Task objective: Print all of the data below verbatim, omitting the pictures.

# # # # # # #

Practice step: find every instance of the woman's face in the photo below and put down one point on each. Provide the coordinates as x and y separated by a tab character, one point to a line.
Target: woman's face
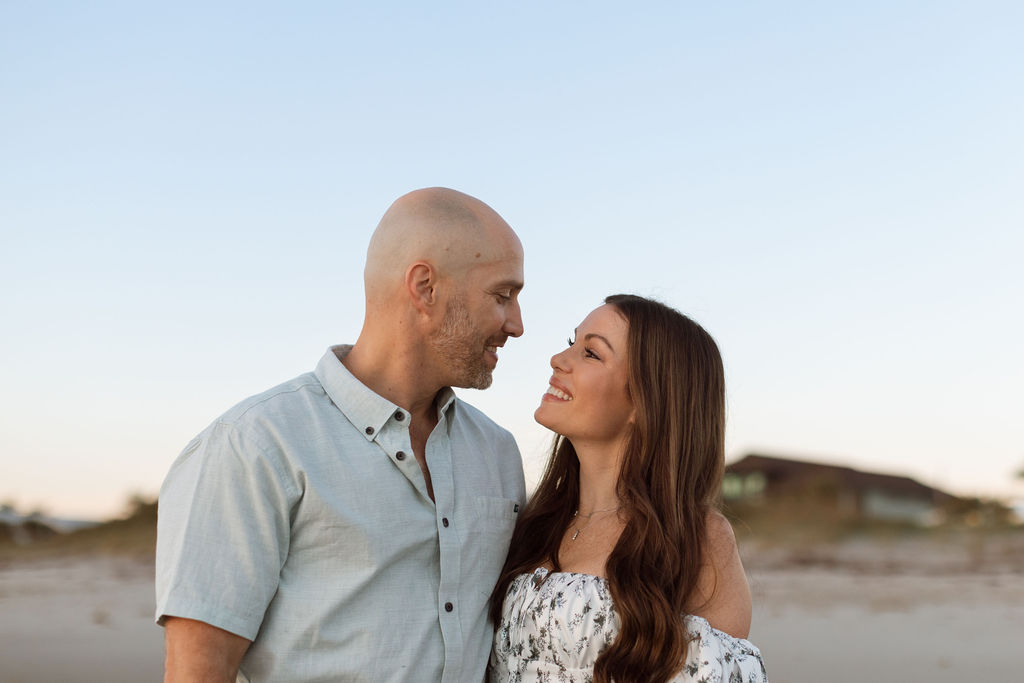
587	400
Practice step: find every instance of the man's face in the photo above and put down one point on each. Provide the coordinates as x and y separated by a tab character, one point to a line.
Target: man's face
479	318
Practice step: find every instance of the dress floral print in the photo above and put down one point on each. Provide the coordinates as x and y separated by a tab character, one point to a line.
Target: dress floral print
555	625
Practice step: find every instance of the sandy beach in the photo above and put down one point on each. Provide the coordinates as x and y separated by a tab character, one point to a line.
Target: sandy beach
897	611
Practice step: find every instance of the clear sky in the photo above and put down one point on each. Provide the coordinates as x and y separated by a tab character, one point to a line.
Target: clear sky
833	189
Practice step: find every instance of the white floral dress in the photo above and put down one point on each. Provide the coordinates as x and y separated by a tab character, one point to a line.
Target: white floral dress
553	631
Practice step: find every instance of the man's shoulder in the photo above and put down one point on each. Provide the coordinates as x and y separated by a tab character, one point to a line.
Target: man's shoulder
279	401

# # # # # # #

Output below:
Practice step: find every instance of the woman's face in the photo below and put down one point on each. Provide the coordinates as x and y separated by a tab character, one point to a line.
Target: woman's face
587	400
Practice step: find every instance of the man's face in the photo above and put down one point on each. Provide the coordinates as x and y separated by a tab character, one point to a line.
Target: man's face
479	318
Practice step: find every instance of the dress floral print in the photo above and put down one point on each. Provide the coordinates as x and y separated by a tab character, one point to a line.
Target: dress floral print
555	625
Practice step: find every instance of the sandy beach in the photo above and put down one point on each. Provide the coordinates as x and y separated by a tab character, one point to a line.
Target: sandy beach
897	611
Practice step: find every instance of the clear sky in the photo above and put down one point on each. Provide the coordinates as x and y separated by a tab character, one point to a line.
Target: clear sky
833	189
Practice step: find every instance of the white floral dress in the photo above and put down one point on each. Provide the coordinates as x and y separated by a tab character, one point to a line.
Target: white floral dress
553	631
Practice step: find every instance of the man's shoulder in the photo above and put down one point on each. Provide the coordinates as x and y separated by a tab character, one point to a line.
Target: man's shoulder
279	401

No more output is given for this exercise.